On May 12th, Paul Curtis received thanks from Jessica Williams, 6th Grade Teacher at Newark Valley Central School, for his collaboration with three 6th grade boys and recognition in the following article she submitted to the local Newark Valley newspaper:
Congratulations to 6th graders Collin Creeley, Riley Malone and Joshua Post! The boys placed 1st at the State level in a National science competition’s 6th grade division. eCYBERMISSION is a web-based Science, Technology, Engineering and Mathematics competition for 6th, 7th, 8th and 9th grade teams. Each team proposes a solution to a real problem in their community and then competes for State, Regional and National Awards. This type of ‘real world’ problem solving challenges students to explore how Science, Technology, Engineering and Mathematics work in the world.

▸ Records excerpted from a collection
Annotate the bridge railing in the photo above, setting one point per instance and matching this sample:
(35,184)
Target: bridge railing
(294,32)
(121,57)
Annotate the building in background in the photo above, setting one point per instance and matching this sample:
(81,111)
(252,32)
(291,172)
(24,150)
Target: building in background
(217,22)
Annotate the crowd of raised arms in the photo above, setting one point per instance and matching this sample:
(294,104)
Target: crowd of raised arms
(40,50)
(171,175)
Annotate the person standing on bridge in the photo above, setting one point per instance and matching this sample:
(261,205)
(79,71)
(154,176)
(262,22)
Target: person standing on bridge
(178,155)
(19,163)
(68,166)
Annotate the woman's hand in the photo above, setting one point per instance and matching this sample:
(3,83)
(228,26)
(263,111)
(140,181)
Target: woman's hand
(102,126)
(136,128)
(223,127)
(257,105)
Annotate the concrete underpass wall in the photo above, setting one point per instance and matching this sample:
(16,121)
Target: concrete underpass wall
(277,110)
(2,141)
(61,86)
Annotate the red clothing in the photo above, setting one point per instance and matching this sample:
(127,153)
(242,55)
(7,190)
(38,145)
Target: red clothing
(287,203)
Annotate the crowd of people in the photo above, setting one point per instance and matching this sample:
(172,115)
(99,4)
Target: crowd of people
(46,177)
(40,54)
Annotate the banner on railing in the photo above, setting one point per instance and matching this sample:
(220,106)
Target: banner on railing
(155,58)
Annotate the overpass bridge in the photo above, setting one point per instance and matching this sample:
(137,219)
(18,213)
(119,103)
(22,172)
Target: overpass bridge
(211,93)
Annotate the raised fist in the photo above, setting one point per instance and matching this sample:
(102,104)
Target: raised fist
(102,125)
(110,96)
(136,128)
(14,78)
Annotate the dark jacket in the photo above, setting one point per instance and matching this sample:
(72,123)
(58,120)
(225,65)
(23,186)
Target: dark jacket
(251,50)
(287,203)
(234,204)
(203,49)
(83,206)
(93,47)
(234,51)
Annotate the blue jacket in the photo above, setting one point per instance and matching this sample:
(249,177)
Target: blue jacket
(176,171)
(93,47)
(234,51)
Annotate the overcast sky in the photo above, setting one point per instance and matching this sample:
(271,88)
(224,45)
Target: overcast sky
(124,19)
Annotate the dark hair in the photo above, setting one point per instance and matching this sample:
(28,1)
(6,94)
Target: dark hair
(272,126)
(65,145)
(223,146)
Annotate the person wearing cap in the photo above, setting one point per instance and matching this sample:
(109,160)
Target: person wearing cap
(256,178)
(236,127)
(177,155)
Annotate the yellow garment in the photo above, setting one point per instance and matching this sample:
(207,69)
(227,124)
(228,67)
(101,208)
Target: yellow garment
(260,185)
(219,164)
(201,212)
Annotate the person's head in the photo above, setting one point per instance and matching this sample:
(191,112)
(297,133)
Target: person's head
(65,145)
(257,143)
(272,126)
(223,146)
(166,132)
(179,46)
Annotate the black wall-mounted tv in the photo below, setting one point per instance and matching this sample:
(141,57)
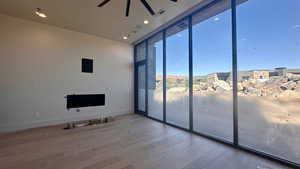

▸ EXERCISES TO COMPLETE
#1 Name every student the article congratulates.
#2 Based on the article, answer yes or no to each statement, quoting the words that decide it: (a) The boys placed 1st at the Regional level. (b) eCYBERMISSION is a web-based competition. (c) Jessica Williams teaches 6th grade at Newark Valley Central School.
#3 Rewrite everything in the article from "On May 12th, Paul" down to "in the world.", putting "town" in place of "community".
The entries shown come from a different source than the article.

▸ IN RESPONSE
#1 Collin Creeley, Riley Malone and Joshua Post.

#2
(a) No: "The boys placed 1st at the State level in a National science competition’s 6th grade division."
(b) Yes: "eCYBERMISSION is a web-based Science, Technology, Engineering and Mathematics competition"
(c) Yes: "Jessica Williams, 6th Grade Teacher at Newark Valley Central School"

#3
On May 12th, Paul Curtis received thanks from Jessica Williams, 6th Grade Teacher at Newark Valley Central School, for his collaboration with three 6th grade boys and recognition in the following article she submitted to the local Newark Valley newspaper:
Congratulations to 6th graders Collin Creeley, Riley Malone and Joshua Post! The boys placed 1st at the State level in a National science competition’s 6th grade division. eCYBERMISSION is a web-based Science, Technology, Engineering and Mathematics competition for 6th, 7th, 8th and 9th grade teams. Each team proposes a solution to a real problem in their town and then competes for State, Regional and National Awards. This type of ‘real world’ problem solving challenges students to explore how Science, Technology, Engineering and Mathematics work in the world.